*** Material supplied

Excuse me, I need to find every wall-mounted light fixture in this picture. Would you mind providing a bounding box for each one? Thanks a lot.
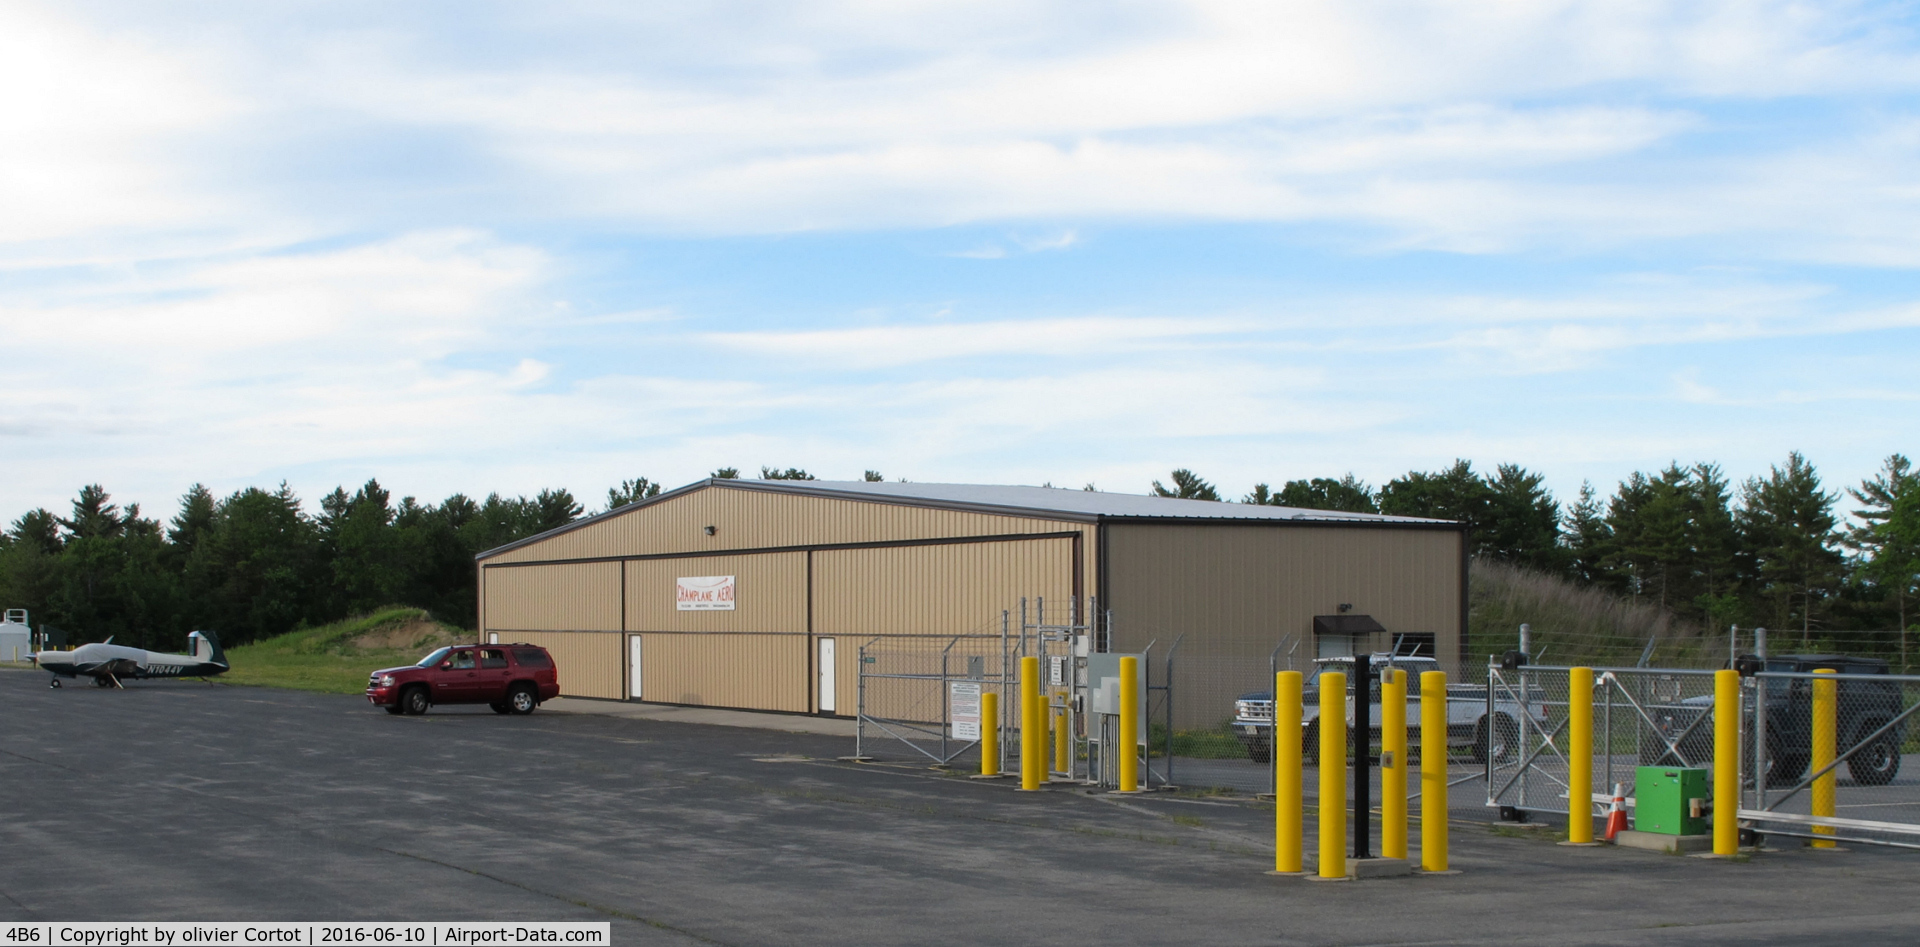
[1337,603,1352,613]
[703,525,717,536]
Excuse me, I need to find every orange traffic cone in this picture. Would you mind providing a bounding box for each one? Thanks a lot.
[1604,783,1629,841]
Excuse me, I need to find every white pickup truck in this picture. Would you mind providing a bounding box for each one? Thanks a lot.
[1232,654,1541,765]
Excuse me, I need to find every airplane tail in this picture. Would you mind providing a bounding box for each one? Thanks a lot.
[190,630,228,667]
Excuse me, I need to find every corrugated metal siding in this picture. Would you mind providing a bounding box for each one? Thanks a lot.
[639,633,808,712]
[493,630,623,700]
[625,553,806,633]
[483,562,622,631]
[813,537,1076,640]
[1103,523,1464,729]
[484,485,1085,564]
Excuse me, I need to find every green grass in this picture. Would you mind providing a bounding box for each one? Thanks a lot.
[221,607,471,694]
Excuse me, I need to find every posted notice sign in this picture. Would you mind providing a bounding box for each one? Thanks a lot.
[676,575,736,610]
[950,681,982,740]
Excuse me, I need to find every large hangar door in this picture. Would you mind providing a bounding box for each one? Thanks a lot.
[812,536,1077,641]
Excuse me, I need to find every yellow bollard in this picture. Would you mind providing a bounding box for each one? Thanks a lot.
[1812,668,1837,848]
[1055,707,1070,775]
[980,691,1000,776]
[1318,670,1347,879]
[1020,656,1041,791]
[1568,667,1594,844]
[1274,670,1304,873]
[1382,669,1408,860]
[1420,670,1448,872]
[1118,655,1140,792]
[1714,668,1740,855]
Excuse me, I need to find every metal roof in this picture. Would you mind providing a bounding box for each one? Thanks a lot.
[476,477,1455,560]
[722,479,1451,525]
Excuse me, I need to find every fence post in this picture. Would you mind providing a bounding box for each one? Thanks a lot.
[1318,670,1347,879]
[1118,655,1140,793]
[981,691,1000,776]
[1714,668,1740,856]
[1020,656,1041,791]
[1274,670,1304,873]
[1420,670,1448,872]
[1382,669,1407,860]
[1812,668,1837,848]
[1055,707,1069,775]
[1568,667,1594,844]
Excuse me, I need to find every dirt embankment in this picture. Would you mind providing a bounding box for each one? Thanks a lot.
[349,619,464,652]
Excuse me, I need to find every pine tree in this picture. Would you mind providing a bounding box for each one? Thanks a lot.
[1847,454,1920,664]
[1738,452,1845,645]
[1562,482,1610,584]
[1151,469,1221,501]
[606,477,663,511]
[1275,475,1378,513]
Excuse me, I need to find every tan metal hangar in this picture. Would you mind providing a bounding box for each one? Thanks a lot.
[473,478,1466,724]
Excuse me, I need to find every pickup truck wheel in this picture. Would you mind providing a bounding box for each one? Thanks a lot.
[383,703,405,716]
[507,684,538,715]
[489,701,511,715]
[1473,713,1518,765]
[1849,731,1901,786]
[1245,740,1270,764]
[401,685,431,716]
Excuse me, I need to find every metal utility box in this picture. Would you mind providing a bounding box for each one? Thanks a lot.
[1635,766,1709,836]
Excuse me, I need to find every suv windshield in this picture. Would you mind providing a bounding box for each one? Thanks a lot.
[417,647,453,668]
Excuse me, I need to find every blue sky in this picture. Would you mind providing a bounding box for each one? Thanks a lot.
[5,1,1920,522]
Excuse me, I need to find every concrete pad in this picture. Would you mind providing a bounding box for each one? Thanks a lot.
[1615,829,1713,854]
[539,696,857,735]
[1352,857,1413,879]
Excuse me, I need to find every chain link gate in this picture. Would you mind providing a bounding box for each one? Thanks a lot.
[1486,662,1920,849]
[854,635,1010,765]
[1485,664,1720,821]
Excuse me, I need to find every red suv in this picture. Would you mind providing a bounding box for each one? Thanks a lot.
[366,644,560,716]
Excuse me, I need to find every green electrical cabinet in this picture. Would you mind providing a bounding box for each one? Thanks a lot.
[1635,766,1710,835]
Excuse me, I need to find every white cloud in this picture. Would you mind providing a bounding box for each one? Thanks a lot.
[702,315,1248,368]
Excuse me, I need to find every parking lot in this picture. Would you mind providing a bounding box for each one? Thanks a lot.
[6,670,1920,946]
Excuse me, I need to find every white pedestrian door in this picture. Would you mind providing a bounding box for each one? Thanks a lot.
[629,635,644,699]
[818,638,836,713]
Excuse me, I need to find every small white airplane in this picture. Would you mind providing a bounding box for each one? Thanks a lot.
[34,630,229,688]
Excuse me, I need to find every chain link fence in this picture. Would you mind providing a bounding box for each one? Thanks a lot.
[1743,668,1920,848]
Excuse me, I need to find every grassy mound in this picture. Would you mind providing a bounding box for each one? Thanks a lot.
[1468,560,1716,669]
[222,607,471,694]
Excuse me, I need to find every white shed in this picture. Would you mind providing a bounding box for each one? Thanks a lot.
[0,610,31,662]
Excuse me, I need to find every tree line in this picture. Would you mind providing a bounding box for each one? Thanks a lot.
[3,455,1914,654]
[1154,453,1920,649]
[0,467,861,651]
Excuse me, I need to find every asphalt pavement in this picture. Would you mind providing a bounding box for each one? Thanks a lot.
[6,669,1920,945]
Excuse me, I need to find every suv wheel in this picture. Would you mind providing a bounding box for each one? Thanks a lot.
[508,684,538,715]
[1849,733,1901,786]
[1244,738,1271,764]
[489,701,511,715]
[1474,714,1519,765]
[401,685,431,716]
[383,703,406,716]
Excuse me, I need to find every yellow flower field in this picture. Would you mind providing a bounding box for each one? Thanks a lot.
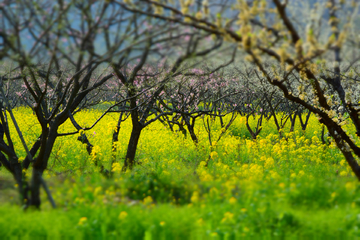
[0,107,359,239]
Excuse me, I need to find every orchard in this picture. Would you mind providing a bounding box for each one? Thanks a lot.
[1,0,360,238]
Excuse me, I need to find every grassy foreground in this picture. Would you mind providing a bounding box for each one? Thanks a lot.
[1,107,360,239]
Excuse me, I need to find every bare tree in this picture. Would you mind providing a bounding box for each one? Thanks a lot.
[111,30,226,171]
[127,0,360,180]
[0,0,183,208]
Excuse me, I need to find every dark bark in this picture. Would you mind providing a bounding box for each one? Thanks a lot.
[245,114,263,140]
[183,116,198,144]
[289,112,297,132]
[77,134,93,155]
[161,115,187,138]
[29,167,43,208]
[320,125,329,145]
[22,138,41,170]
[122,125,142,171]
[325,120,360,180]
[12,160,25,204]
[26,123,58,208]
[0,151,11,172]
[298,110,311,131]
[178,124,187,138]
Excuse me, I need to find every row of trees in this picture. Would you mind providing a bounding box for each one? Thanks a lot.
[1,0,360,208]
[124,0,360,179]
[0,0,218,208]
[0,0,249,208]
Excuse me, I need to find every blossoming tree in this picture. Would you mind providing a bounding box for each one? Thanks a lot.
[0,0,193,208]
[122,0,360,180]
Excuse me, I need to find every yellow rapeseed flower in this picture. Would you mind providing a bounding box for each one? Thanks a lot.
[191,191,199,203]
[210,151,218,159]
[78,217,88,225]
[119,211,128,220]
[345,181,356,191]
[229,197,237,204]
[221,211,234,223]
[298,170,305,177]
[330,192,337,202]
[112,162,122,172]
[143,196,153,204]
[340,170,347,177]
[94,186,102,196]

******

• **What the task asks**: Your task is to repeat the records exactly. Images do not belong in the copy.

• **Response area**:
Excuse me, I need to find every wall-mounted light fixture in this picture. Would you mind providing a bounding box for each one? Thanks a lot.
[1337,603,1352,613]
[703,525,717,536]
Excuse me, I need to find every orange traffic cone in this picture. Would you mind providing a bounding box for each one? Thanks a lot.
[1604,783,1629,841]
Excuse me, I need to find every white pickup truck in this picture. Would you mind providing a bounding box for each one? Thanks a lot.
[1232,654,1541,765]
Excuse me, I need to find every airplane tail in this picture. Would you mind providing a bounding box for each one? Thanks a lot.
[190,630,228,667]
Excuse me, I need to find every corrugated metal siding in this picture. Would you mind providing a bounding box for each one? Thanks a lot.
[639,633,808,712]
[493,630,623,700]
[625,553,806,633]
[483,562,622,631]
[813,537,1076,640]
[1103,523,1464,729]
[484,485,1085,564]
Excuse me, I need to find every green grass in this picture. Would you mind providing a bounding box for each one? Thanks a lot.
[221,607,471,694]
Excuse me, I need to find every posted notice sign in this picture. Would you mind providing a bounding box for each one? Thanks a lot.
[676,575,736,610]
[950,681,982,740]
Excuse me, I need to find every large hangar door in this picture. Would you mind providing a bounding box for each one? Thanks a lot.
[812,536,1077,641]
Excuse me, I need to find every yellow bollard in this picture. Would you mind providing a bounding box for each one? Thanks a lot.
[1812,668,1837,848]
[1055,707,1070,775]
[980,691,1000,776]
[1318,670,1347,879]
[1020,656,1041,791]
[1568,667,1594,844]
[1274,670,1304,873]
[1382,669,1408,860]
[1420,670,1448,872]
[1118,655,1140,792]
[1714,668,1740,855]
Excuse me, I need to find every metal roof in this picture. Would you mind providing a bounding box for each one? Thanks a lot.
[476,477,1455,560]
[722,479,1451,525]
Excuse me, I need to find every fence post in this picture. Would you mind providing a bounding box for each one? Thanks a lot.
[1318,670,1347,879]
[1118,655,1140,793]
[981,691,1000,776]
[1714,668,1740,856]
[1020,656,1041,791]
[1274,670,1304,873]
[1420,670,1448,872]
[1382,669,1407,860]
[1812,668,1837,848]
[1055,707,1069,775]
[1568,667,1594,844]
Excuse me, I need to find every dirt embankment in this picture. Would you mind providing a bounding box for each one? Thanks a lot.
[349,619,464,652]
Excuse me, I need to find every pine tree in this picture. Would you mind providing a bounding box for each one? Thanks a lot.
[1847,454,1920,664]
[1738,452,1845,645]
[1562,482,1610,584]
[1151,469,1221,501]
[606,477,663,511]
[1275,475,1378,513]
Excuse me, I need to find every tan metal hangar in this picture. Would you mind providing a bounding box for each one? Thanks a lot.
[473,478,1466,724]
Excuse me, I need to find every pickup truck wheel in this picture. Would you mind providing a bounding box for each one? Thanks a lot.
[383,703,405,716]
[507,684,538,715]
[489,701,511,715]
[1473,713,1518,765]
[1849,731,1901,786]
[1245,740,1270,764]
[401,685,431,716]
Excuse me, I need to find every metal utility box in this picture. Would you mind providing a bounding box for each one? Thanks a lot.
[1635,766,1709,836]
Excuse me, I need to find every suv windshield in this picture. Would you mind providing a bounding box for each one? Thanks a lot.
[417,647,453,668]
Excuse me, I need to find every blue sky in this picture. Would you mind providing a bounding box for each one? Thanks a lot.
[5,1,1920,522]
Excuse me, I need to find every concrete pad in this picture. Would you mind providing a bounding box for each one? Thanks a lot.
[1615,829,1713,854]
[539,696,857,735]
[1352,857,1413,879]
Excuse me, I need to find every chain link gate in this picture. Would you mind providing a bounding box for each one? Thanks a lot.
[1486,662,1920,849]
[854,635,1010,765]
[1485,664,1720,821]
Excuse me, I need to find every red suv in this picture. Would you mind providing a bounding box for each one? Thanks a lot.
[366,644,560,716]
Excuse me, I need to find every green electrical cabinet in this picture. Would you mind providing a bounding box for each one? Thanks a lot.
[1635,766,1710,835]
Excuse me, I need to find every white cloud in this picture. Would you mind providing a bounding box for each one? Thanks a lot.
[702,315,1248,368]
Excuse me, I need to find every parking lot in this picture. Would you mind providing a bounding box for each one? Thanks a lot.
[6,670,1920,946]
Excuse me, I need to find every white pedestrian door in this picture. Would you mind providing a bounding box for each one? Thanks a lot.
[629,635,644,699]
[818,638,836,713]
Excuse me, I need to find every small white airplane in this picture. Would you mind providing a bounding box for each one? Thanks a lot.
[34,630,229,688]
Excuse me, I need to find every chain link fence in this picture. Would you mind providing a bounding box for each one? Thanks a lot.
[1743,668,1920,848]
Excuse me, I need to find every grassy mound in this picture. Would you mind providing a bounding box for each one? Thanks a lot.
[1468,560,1716,669]
[222,607,471,694]
Excuse me, I need to find every white shed in this picture. Would you mind providing a bounding box for each one? Thanks a lot.
[0,610,31,662]
Excuse me, I need to find every tree line in this picture. Would you mind providing a bounding box for each one? Thanks a lot.
[3,455,1914,654]
[1154,453,1920,649]
[0,467,861,651]
Excuse me, I need to find every asphalt pavement in this picture. Would you mind providing a bounding box for each one? Thanks a lot.
[6,669,1920,945]
Excuse me, I need to find every suv wheel in this picture. Would you mind providing a bounding box for each one? Thanks a lot.
[508,684,538,715]
[1849,733,1901,786]
[1244,738,1271,764]
[489,701,511,715]
[1474,714,1519,765]
[401,685,431,716]
[383,703,406,716]
Excuse me, I need to find every yellow flower field in this picture. Would you mind providing a bounding box for each one? Thanks a lot.
[0,107,359,239]
Excuse me, I need to find every orchard in this picture. Would you mind providing a bounding box for each one? Thanks a lot.
[1,0,360,238]
Excuse me, I need to find every grassy foreground in this picture. Would you mind providing a bounding box for each one? Thanks a lot.
[1,107,360,239]
Excuse me, I need to find every bare tree in this picture. Would you mind providing a bounding box for each one? Thanks a lot.
[111,30,226,171]
[127,0,360,180]
[0,0,183,208]
Excuse me, I need to find every dark bark in this picture. Would you mind providing a bounding box for each one? Thanks a lot.
[245,114,263,140]
[183,116,198,144]
[289,112,297,132]
[77,134,93,155]
[161,115,187,138]
[29,167,43,208]
[320,125,329,145]
[22,138,41,170]
[122,125,142,171]
[325,120,360,180]
[12,160,25,204]
[26,123,58,208]
[0,151,11,172]
[298,110,311,131]
[178,124,187,138]
Excuse me, I need to find every row of trees in this picture. Would you mind providing a bounding box for each one? Thanks a lot.
[1,0,360,208]
[124,0,360,179]
[0,0,218,208]
[0,0,249,208]
Excuse me, I need to find every blossoming tree in this picture. Would you mind providing a bounding box for each one? Thanks a lot.
[0,0,193,208]
[122,0,360,180]
Excuse me, I need to find every yellow rapeseed flower in this picture. Would you mind providing a bounding box for each one? Thanks a lot.
[191,191,199,203]
[210,151,218,159]
[78,217,88,225]
[119,211,128,220]
[345,181,356,191]
[229,197,237,204]
[221,211,234,223]
[298,170,305,177]
[330,192,337,202]
[112,162,122,172]
[143,196,153,204]
[340,170,347,177]
[94,186,102,196]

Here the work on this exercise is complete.